● **TAREA PLANTEADA 1**: Enumera todas las obras que el fragmento citado más abajo menciona por su título.

● **FRAGMENTO CITADO**:
☆ ☆ ☆
Se conoce la preferencia de la historia cultural de Argentina por determinar al Martín Fierro como libro nacional. Sin duda tiene con qué serlo, pero los argentinos no deberíamos apartar nuestra vista de las líneas del grito constante que pega el Facundo, que pareciera exclamar con fuerza, advirtiéndonos de un posible destino de barbarie. Sarmiento pareciera ser un gran intuitivo, que, ante el miedo de que nunca nos determinemos en algo y nademos entre los dos binomios, nos diga: “elijan la civilización por favor”.


jueves, 21 de agosto de 2014

“Breve historia de la Argentina” de Romero


“Breve historia de la Argentina” de Romero sigue consolidándose como un clásico contemporáneo. Quizás no sea, como se pretende dar a entender en la tapa de la última edición, una llave acabada –o un conjunto de ellas- con la cual abrir las puertas simbólicas al pasado, presente y futuro de esta nación, pero al menos llega a ser algo parecido al material con el cual alguien, eventualmente, podría llegar a tallar algo tan sutil como aquella llave.
☆ ☆ ☆
● **ENTRADAS DADAS**:
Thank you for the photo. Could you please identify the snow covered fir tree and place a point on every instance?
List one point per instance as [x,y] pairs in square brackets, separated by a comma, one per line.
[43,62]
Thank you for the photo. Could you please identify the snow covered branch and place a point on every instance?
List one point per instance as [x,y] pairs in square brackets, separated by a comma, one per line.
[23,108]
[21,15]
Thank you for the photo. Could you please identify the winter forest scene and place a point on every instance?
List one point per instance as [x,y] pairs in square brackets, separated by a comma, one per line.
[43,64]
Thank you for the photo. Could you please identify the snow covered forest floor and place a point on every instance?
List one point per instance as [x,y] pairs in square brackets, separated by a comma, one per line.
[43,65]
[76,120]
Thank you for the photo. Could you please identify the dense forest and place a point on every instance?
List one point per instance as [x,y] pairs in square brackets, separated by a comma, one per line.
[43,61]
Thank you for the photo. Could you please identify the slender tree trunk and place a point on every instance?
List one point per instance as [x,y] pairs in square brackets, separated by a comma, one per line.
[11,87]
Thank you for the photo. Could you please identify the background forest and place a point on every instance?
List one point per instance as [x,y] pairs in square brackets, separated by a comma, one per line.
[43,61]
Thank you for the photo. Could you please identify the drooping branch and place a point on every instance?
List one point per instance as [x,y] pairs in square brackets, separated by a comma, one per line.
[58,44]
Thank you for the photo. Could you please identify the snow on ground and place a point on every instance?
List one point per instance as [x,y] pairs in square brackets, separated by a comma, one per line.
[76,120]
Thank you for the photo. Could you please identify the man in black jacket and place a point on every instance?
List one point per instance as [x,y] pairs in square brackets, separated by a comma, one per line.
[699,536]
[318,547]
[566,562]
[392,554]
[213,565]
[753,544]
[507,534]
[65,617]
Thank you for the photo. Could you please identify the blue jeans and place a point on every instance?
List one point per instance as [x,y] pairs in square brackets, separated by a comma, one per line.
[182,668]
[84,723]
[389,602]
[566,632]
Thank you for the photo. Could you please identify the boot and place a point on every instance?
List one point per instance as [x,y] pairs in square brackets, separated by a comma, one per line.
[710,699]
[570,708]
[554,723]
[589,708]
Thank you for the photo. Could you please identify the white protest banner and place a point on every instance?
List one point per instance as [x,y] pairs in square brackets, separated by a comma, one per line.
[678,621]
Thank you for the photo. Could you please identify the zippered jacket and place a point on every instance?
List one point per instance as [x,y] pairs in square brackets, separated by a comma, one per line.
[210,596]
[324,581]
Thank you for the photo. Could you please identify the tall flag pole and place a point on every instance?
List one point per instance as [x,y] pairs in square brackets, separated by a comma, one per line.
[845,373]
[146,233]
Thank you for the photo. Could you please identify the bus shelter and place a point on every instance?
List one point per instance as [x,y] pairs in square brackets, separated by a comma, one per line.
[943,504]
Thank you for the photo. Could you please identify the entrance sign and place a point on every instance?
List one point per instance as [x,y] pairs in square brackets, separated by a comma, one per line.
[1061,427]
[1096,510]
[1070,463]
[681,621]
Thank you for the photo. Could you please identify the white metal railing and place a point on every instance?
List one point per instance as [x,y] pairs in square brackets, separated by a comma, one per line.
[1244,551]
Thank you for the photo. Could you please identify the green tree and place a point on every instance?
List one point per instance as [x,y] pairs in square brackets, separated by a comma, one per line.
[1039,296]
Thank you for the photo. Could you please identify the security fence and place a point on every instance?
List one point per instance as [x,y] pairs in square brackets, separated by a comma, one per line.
☆ ☆ ☆
● **TAREA PLANTEADA 2**: Transcribe sin cambios el tramo de las entradas que va desde la línea que contiene "Thank you for the photo. Could you please identify the security" hasta el final de las entradas, con ambos extremos incluidos.

● **RESULTADO ESPERADO 1**:
Martín Fierro
Facundo
Breve historia de la Argentina

● **RESULTADO ESPERADO 2**:
Thank you for the photo. Could you please identify the security fence and place a point on every instance?
List one point per instance as [x,y] pairs in square brackets, separated by a comma, one per line.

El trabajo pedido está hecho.